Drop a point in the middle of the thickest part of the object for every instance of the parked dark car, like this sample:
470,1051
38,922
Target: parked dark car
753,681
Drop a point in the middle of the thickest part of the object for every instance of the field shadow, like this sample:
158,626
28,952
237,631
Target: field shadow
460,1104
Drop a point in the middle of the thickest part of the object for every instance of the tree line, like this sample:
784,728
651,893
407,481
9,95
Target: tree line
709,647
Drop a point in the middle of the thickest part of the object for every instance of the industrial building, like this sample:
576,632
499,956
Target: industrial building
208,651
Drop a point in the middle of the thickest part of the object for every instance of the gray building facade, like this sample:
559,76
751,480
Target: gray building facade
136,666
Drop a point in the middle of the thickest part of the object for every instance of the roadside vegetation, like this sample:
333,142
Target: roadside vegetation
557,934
# # # # #
* [Problem to solve]:
Copy every line of the records above, requests included, and shift each answer point by adding -117 to both of its coordinates. Leave the numbers in the requests and in their sample points unchanged.

* [The solution]:
Drop a point in the middle of the thickest part of the object for every instance of the parked dark car, like this sample:
470,1051
38,922
Target: parked dark car
636,564
Drop a point in the middle of the thickest part of the object for every instance of the field shadow, like this sample:
158,626
28,952
237,631
Target: field shadow
343,987
Drop a point in the middle of the thickest part of the object for every instance of the tree line, like this sample:
784,728
651,893
407,481
9,95
Target: tree line
592,530
Drop a point in the middle of the thickest part of the object for every instance of the industrial building, like this sample:
576,632
499,956
Target: industrial building
91,534
Drop a point in the middle of the thickest part of the object for every instance of the gray building facade, like this sample:
559,76
751,480
Target: gray building facade
19,549
Drop a point in the middle of the thickest part of the object for every instance of the roadside vegetation, like this sample:
333,142
Target: roadside vegetation
440,817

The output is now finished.